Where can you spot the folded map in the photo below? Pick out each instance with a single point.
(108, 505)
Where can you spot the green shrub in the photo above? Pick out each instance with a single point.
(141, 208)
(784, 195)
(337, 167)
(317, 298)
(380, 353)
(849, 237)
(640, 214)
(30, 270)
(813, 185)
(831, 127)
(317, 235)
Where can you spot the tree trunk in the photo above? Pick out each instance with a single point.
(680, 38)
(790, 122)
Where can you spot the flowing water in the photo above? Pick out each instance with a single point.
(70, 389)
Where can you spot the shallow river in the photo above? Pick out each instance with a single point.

★ ★ ★ ★

ACTIVITY
Copy down the entries exactly, leaving out no line.

ANSWER SPACE
Where can you spot the folded map in the photo below? Pick out each instance with a single point.
(108, 505)
Where can you spot the green shrub in the photo above? Pick out each instance with a single point.
(141, 208)
(784, 195)
(337, 167)
(317, 298)
(380, 353)
(849, 237)
(640, 214)
(30, 270)
(813, 185)
(831, 127)
(317, 235)
Where can you spot the tree trunk in the photo above? Pick out each instance with a single point.
(680, 38)
(790, 122)
Where can you spot the flowing water in the photo above? Pick out each instance with a single point.
(70, 389)
Where can you spot the shallow river in the photo above? Pick out each instance with a single point.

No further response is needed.